Request
Copy every one of the rows below word for word, keeping each line and character unchanged.

Material shown
┌──

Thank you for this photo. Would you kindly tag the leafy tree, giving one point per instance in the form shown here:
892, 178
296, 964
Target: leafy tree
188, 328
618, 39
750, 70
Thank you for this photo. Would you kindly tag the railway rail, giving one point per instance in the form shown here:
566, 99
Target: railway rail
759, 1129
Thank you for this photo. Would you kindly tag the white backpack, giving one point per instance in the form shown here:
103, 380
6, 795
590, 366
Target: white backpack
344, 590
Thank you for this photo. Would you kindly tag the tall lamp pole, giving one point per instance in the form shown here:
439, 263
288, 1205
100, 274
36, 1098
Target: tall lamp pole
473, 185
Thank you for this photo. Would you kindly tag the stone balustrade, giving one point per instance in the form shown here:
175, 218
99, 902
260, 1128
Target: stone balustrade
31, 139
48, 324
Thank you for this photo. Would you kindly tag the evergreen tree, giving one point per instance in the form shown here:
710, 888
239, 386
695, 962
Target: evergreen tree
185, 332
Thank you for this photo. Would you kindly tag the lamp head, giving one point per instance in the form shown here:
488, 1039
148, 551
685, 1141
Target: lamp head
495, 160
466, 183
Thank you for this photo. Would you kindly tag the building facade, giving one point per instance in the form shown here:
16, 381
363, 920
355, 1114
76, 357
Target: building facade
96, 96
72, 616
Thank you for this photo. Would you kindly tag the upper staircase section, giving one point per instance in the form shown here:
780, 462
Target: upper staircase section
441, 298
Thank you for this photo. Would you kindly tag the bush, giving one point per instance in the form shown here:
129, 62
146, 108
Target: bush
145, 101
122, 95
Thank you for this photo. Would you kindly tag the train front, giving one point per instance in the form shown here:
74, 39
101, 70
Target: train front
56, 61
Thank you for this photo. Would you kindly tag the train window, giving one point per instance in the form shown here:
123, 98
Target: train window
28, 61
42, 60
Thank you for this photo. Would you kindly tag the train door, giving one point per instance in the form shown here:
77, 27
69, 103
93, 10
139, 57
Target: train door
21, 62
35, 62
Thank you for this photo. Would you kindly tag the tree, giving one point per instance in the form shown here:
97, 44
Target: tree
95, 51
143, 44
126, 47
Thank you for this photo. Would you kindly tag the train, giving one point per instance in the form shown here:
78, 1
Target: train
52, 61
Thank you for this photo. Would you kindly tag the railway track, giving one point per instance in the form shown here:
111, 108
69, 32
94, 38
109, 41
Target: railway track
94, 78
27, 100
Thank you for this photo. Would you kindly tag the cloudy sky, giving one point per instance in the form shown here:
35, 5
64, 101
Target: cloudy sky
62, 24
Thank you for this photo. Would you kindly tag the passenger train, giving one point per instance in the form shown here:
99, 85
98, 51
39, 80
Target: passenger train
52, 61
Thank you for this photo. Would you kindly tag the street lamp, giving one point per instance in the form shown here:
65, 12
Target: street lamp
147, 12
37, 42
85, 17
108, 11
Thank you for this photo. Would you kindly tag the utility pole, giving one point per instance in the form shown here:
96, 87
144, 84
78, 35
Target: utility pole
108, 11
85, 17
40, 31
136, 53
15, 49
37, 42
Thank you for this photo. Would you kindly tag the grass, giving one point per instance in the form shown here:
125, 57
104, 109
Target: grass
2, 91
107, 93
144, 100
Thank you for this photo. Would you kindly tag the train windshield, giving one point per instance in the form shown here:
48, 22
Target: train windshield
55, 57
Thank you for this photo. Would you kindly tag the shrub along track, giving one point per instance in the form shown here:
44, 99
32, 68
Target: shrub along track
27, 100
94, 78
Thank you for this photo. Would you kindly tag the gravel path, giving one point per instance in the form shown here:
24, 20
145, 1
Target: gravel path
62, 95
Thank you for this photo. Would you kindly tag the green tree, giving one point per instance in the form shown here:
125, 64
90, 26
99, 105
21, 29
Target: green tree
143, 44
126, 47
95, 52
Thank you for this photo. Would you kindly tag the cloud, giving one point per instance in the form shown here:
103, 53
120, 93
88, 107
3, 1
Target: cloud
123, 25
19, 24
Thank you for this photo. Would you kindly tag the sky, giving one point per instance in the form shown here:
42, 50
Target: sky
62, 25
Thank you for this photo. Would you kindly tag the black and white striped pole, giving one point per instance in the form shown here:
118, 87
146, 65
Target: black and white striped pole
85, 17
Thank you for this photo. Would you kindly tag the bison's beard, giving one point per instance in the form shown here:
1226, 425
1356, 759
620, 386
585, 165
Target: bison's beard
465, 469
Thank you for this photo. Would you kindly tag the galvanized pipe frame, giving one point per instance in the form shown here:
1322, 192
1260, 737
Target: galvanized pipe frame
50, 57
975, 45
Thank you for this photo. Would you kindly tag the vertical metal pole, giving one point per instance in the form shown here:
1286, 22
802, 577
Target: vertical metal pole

└──

Solution to this task
Thank you for this photo. Would you kindly tag the leafy tree, giving one point per instance in the form shown here:
892, 178
296, 964
Target: leafy tree
188, 328
618, 39
750, 70
Thank you for this photo. Would you kindly tag the railway rail, giving one point per instance in the form shown here:
566, 99
Target: railway rail
759, 1129
Thank you for this photo. Would you kindly tag the white backpack, giving one point per instance in the form shown here:
103, 380
6, 795
590, 366
Target: white backpack
344, 590
Thank you for this photo. Would you kindly tag the tall lamp pole, giving one point per instance in the form shown here:
439, 263
288, 1205
100, 274
36, 1098
Target: tall lamp pole
473, 185
Thank you for this photo. Would you kindly tag the stone balustrade, giving one point per instance in the form shown here:
175, 218
99, 902
260, 1128
Target: stone balustrade
31, 139
48, 324
Thank you for this photo. Would you kindly tag the evergreen tree, giving one point per instance in the form shown here:
710, 888
239, 386
695, 962
Target: evergreen tree
185, 332
Thank you for this photo. Would you kindly tag the lamp head, giving one point per instance in the form shown here:
488, 1039
148, 551
685, 1141
Target: lamp head
495, 160
466, 183
Thank you for this photo. Would you kindly tag the building facade, giving one point per instance in the form shown here:
16, 381
363, 920
355, 1114
76, 357
Target: building facade
96, 96
72, 616
Thank you for this photo. Would you kindly tag the upper staircase section, giving one point per instance in the form shown here:
780, 462
Target: upper staircase section
441, 298
Thank you for this photo. Would you kindly tag the bush, giving one point per instance in the form shown here:
129, 62
146, 108
Target: bush
145, 101
122, 95
Thank you for this photo. Would you kindly tag the train front, giving one point per instance in the form shown here:
74, 39
101, 70
Target: train front
56, 61
Thank you for this photo. Would you kindly tag the train window, giving one point per instance in the form shown here:
123, 98
Target: train window
28, 61
42, 60
Thank you for this photo. Would you kindly tag the train door, giving one point per instance in the form shown here:
77, 27
69, 103
93, 10
139, 57
Target: train door
21, 62
35, 62
Thank you for this photo. Would you kindly tag the tree, giving one point per instance in the form shown here:
97, 44
Target: tree
95, 51
143, 44
126, 47
Thank you for this photo. Would you kindly tag the train, giving one point per instance in the form shown here:
78, 1
Target: train
52, 61
Thank you for this photo. Would you kindly tag the railway track, giving one point per instance in the form shown here:
111, 108
69, 32
94, 38
109, 41
Target: railway track
94, 78
27, 100
Thank you for this photo. Would you kindly tag the cloudy sky, giving one point per instance in the form shown here:
35, 5
64, 101
Target: cloudy sky
62, 24
Thank you for this photo. Would you kindly tag the passenger train, giving one point per instance in the form shown here:
99, 85
98, 51
39, 80
Target: passenger train
52, 61
Thank you for this photo. Would you kindly tag the street lamp, giving one point per instance in the form shown here:
65, 12
Target: street lamp
147, 12
37, 42
85, 17
108, 11
Thank you for this photo. Would you kindly tag the utility pole, giving one point per instance in the form shown here:
96, 87
144, 84
78, 35
Target: utility pole
108, 11
85, 17
40, 31
136, 53
15, 49
37, 42
Thank you for this photo. Would you kindly tag the grass, giving one point per instance in the form shown here:
125, 57
104, 109
Target: grass
2, 91
107, 93
144, 100
Thank you for this photo. Would you kindly tag the train windshield, giving one point per instance in the form shown here:
48, 22
Target: train windshield
55, 57
Thank you for this photo. Would you kindly tag the shrub along track, giving one point per instance in the form shown here:
44, 99
32, 68
Target: shrub along track
27, 100
94, 78
Thank you for this photo. Would you kindly tag the gravel path, giving one point per instance in the form shown here:
24, 20
145, 1
Target: gravel path
62, 95
Thank you for this photo. Would you kindly tag the green tree, giving one point per instance in the form shown here:
125, 64
90, 26
99, 105
21, 29
Target: green tree
143, 44
126, 47
95, 52
Thank you for this photo. Would you kindly tag the cloud, giving one point per instance in the form shown here:
103, 53
120, 93
88, 107
3, 1
Target: cloud
123, 25
19, 24
Thank you for this photo. Would you kindly tag the sky, giving one point per instance in the form shown here:
42, 50
Target: sky
62, 25
Thank you for this photo. Would you kindly tag the black and white striped pole, giving one point per instance in the form shown here:
118, 87
146, 65
Target: black and white striped pole
85, 17
Thank you for this photo. Would you kindly tag the bison's beard, giving one point per instance in the form shown here:
1226, 425
1356, 759
620, 386
585, 165
Target: bison's beard
465, 469
Thank you for this photo. Would you kindly tag the galvanized pipe frame, giving one point per instance in the form shown here:
1322, 192
1260, 737
Target: galvanized pipe frame
50, 57
975, 45
Thank you for this photo. Would you kindly tag the vertical metal pole, giving one point per instance in the form shown here:
1286, 22
802, 577
Target: vertical metal pole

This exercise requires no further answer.